-- Begin Data excerpts --

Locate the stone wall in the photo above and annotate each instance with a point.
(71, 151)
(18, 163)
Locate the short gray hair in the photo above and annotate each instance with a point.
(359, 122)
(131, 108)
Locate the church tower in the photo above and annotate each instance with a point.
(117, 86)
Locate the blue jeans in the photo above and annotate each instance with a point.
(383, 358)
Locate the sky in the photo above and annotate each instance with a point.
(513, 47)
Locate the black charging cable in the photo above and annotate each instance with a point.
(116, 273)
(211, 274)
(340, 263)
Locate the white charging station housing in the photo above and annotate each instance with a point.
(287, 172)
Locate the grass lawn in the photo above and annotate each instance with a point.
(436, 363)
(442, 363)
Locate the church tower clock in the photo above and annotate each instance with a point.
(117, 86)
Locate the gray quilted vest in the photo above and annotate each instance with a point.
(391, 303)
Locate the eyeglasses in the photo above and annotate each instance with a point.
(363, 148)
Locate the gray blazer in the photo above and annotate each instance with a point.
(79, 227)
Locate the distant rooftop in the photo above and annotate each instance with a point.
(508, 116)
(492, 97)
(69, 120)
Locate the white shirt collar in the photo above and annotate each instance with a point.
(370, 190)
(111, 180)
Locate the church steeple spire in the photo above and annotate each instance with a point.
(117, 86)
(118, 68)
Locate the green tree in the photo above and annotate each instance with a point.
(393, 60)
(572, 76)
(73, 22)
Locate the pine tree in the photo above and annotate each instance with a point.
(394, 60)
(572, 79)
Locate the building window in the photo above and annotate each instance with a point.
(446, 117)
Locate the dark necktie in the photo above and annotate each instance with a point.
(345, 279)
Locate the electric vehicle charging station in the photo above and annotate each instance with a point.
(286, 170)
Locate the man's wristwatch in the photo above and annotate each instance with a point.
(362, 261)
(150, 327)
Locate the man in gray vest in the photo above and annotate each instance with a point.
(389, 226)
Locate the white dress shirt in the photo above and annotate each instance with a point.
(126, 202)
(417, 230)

-- End Data excerpts --

Exercise directions –
Transcribe the lines word for word, from the one containing "Locate the man's" through the end of the lines, both included.

Right answer –
Locate the man's wristwatch in the photo above and annotate each instance with a point.
(362, 261)
(150, 327)
Locate the man in gray vest in the photo above and annotate each instance with a point.
(389, 226)
Locate the white dress shirt in the photo above and annotate each instance with a point.
(126, 202)
(417, 230)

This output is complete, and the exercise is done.